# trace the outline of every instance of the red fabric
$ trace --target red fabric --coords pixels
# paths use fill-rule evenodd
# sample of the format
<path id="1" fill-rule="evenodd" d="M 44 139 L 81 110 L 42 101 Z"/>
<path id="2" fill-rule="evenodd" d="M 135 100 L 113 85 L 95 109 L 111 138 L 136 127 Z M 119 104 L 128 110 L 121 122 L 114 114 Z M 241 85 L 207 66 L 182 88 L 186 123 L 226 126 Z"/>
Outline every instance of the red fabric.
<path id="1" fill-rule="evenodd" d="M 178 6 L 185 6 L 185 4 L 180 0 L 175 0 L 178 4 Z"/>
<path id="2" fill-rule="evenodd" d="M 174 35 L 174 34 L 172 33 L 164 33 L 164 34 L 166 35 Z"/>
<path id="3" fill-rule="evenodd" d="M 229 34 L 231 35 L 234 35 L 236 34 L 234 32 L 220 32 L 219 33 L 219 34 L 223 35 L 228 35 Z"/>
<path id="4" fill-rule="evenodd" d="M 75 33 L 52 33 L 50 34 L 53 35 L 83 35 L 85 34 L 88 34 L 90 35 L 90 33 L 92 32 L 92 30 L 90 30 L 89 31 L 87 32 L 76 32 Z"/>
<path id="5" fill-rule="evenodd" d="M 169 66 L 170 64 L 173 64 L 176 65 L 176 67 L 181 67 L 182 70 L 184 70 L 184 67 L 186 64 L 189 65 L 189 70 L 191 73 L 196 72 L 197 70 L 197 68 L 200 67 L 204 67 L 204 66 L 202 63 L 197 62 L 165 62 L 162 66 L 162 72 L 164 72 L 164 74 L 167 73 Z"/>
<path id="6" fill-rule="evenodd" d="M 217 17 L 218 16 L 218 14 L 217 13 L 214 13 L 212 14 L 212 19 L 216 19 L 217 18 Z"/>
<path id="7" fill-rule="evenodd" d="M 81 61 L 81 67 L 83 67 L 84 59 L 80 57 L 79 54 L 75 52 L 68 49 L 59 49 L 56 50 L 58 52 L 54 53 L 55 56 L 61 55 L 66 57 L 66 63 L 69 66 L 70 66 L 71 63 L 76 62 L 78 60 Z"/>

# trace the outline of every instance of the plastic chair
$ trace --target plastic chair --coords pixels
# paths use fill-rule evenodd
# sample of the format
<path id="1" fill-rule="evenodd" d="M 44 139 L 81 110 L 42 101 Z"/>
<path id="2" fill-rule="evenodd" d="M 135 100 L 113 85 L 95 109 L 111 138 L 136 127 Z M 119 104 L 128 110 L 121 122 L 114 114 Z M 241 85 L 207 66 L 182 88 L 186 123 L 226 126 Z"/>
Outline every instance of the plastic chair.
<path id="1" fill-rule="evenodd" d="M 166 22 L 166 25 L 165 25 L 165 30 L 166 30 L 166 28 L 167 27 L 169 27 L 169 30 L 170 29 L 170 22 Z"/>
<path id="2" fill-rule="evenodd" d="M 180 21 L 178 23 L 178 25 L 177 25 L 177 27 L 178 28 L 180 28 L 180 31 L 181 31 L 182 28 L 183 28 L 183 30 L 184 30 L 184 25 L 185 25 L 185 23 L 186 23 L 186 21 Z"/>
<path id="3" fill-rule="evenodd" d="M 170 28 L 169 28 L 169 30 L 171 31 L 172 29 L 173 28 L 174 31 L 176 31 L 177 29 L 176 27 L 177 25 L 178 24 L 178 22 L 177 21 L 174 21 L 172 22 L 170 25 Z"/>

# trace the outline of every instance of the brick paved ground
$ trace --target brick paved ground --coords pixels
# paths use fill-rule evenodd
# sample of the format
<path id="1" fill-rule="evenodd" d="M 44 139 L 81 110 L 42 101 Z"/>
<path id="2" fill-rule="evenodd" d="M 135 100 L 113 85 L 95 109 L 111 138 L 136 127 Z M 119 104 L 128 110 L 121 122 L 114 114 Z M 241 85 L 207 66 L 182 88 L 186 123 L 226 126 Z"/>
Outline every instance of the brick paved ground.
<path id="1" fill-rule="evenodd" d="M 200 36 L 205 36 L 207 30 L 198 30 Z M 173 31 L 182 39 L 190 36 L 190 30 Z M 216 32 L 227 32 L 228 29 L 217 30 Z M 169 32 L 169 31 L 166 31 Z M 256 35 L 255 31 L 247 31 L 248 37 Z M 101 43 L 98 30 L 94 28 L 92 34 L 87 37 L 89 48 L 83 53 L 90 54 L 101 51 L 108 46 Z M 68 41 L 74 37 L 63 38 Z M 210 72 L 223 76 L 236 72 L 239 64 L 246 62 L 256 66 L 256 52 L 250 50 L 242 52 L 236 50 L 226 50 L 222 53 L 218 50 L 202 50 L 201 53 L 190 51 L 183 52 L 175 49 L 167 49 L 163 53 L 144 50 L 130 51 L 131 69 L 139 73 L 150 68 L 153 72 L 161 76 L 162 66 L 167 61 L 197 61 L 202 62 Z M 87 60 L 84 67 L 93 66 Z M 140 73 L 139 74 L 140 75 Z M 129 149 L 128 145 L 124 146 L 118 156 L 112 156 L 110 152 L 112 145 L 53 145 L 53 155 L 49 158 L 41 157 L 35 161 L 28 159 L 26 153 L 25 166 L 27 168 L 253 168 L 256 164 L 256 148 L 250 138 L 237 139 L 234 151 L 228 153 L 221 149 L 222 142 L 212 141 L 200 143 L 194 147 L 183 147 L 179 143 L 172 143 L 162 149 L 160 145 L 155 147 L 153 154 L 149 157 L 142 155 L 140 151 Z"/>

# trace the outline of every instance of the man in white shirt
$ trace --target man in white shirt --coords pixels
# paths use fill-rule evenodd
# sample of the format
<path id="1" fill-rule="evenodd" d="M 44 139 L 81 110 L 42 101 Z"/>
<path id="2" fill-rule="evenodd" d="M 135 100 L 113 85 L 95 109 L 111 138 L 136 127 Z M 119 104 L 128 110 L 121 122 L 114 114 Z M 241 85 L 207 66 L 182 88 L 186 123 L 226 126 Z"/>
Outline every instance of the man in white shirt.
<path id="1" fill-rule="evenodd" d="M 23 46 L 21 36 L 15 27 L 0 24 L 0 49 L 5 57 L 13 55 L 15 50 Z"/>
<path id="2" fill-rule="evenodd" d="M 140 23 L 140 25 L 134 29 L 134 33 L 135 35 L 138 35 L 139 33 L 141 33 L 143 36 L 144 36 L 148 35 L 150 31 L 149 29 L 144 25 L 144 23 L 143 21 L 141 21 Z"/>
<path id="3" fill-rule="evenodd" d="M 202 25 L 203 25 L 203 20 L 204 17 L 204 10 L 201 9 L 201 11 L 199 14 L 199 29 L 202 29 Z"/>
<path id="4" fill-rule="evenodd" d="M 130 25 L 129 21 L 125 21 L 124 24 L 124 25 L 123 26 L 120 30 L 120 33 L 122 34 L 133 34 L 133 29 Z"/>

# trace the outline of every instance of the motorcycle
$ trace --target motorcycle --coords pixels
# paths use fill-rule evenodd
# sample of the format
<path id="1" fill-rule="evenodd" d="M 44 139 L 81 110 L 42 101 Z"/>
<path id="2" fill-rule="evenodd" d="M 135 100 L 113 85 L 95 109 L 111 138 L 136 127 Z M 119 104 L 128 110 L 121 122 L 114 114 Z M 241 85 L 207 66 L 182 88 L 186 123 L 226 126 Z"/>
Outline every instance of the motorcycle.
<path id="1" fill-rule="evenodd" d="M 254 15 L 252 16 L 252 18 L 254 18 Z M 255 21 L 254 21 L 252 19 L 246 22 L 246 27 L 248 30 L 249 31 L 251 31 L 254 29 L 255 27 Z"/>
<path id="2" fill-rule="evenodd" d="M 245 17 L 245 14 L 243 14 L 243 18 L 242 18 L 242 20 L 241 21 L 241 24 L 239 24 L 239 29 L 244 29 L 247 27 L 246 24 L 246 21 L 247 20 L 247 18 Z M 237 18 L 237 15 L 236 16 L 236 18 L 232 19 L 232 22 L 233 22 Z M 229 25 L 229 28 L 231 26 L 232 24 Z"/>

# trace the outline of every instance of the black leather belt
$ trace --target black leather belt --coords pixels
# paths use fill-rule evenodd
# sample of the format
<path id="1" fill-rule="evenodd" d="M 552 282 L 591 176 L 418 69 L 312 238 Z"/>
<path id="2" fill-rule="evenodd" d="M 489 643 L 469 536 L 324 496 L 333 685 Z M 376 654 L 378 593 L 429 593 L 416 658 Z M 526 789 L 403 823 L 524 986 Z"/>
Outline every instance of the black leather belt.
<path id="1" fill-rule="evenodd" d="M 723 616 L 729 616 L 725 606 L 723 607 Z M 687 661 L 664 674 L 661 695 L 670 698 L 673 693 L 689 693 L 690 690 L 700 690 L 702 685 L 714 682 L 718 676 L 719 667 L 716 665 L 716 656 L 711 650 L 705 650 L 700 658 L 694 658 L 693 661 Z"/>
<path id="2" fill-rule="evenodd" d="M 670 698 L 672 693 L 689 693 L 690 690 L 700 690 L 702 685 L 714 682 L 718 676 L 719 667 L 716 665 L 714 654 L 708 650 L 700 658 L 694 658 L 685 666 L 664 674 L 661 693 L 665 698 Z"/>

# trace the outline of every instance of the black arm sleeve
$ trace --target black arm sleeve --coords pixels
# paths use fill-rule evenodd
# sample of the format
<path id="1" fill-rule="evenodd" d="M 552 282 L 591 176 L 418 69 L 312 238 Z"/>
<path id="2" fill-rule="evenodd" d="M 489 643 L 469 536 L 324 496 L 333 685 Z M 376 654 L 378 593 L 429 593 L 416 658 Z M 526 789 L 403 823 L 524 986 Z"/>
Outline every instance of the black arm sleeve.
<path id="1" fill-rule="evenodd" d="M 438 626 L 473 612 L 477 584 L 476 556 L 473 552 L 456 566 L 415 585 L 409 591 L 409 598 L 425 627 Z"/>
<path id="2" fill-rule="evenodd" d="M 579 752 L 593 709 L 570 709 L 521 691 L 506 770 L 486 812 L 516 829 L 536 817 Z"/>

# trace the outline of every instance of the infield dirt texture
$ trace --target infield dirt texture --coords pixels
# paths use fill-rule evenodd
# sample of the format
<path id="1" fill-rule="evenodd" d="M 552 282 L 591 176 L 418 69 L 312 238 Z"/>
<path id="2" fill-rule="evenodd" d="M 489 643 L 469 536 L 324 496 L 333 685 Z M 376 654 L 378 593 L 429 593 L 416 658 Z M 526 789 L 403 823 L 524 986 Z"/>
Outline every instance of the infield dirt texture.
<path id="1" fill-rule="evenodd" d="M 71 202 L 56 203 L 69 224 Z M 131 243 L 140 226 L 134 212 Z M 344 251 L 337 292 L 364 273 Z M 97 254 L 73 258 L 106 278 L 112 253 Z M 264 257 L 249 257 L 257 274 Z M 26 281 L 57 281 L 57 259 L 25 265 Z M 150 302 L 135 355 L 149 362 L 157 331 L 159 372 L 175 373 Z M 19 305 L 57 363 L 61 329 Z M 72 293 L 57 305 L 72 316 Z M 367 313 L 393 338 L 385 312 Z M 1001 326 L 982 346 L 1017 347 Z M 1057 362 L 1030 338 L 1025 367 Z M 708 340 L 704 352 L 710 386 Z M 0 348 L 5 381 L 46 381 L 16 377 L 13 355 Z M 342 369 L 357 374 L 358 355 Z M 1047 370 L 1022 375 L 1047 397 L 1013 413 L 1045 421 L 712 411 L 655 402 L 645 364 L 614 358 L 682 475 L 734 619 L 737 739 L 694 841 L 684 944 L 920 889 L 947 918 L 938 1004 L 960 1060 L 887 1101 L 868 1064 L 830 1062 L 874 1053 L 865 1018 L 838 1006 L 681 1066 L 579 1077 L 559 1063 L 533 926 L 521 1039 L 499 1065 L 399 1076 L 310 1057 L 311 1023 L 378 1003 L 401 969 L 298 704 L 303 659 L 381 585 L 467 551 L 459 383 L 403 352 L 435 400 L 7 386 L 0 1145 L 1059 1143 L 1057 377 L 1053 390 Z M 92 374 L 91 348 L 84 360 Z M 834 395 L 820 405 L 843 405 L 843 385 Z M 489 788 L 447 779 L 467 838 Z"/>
####
◆ STATED PROBLEM ◆
From the line with "# trace the outline of every instance of the black leather" to the line with "Outline every instance of the black leather", replace "belt" with "strap" and give only those lines, with everything else unchanged.

◆ WRITTEN SOLUTION ◆
# trace the outline of every instance of the black leather strap
$ trace --target black leather strap --coords pixels
# paths use fill-rule evenodd
# sample of the format
<path id="1" fill-rule="evenodd" d="M 552 282 L 591 176 L 418 69 L 312 238 Z"/>
<path id="2" fill-rule="evenodd" d="M 489 643 L 469 536 L 324 496 L 333 685 Z M 376 654 L 378 593 L 429 593 L 416 658 Z M 526 789 L 403 823 L 524 986 Z"/>
Outline every instance of the black leather strap.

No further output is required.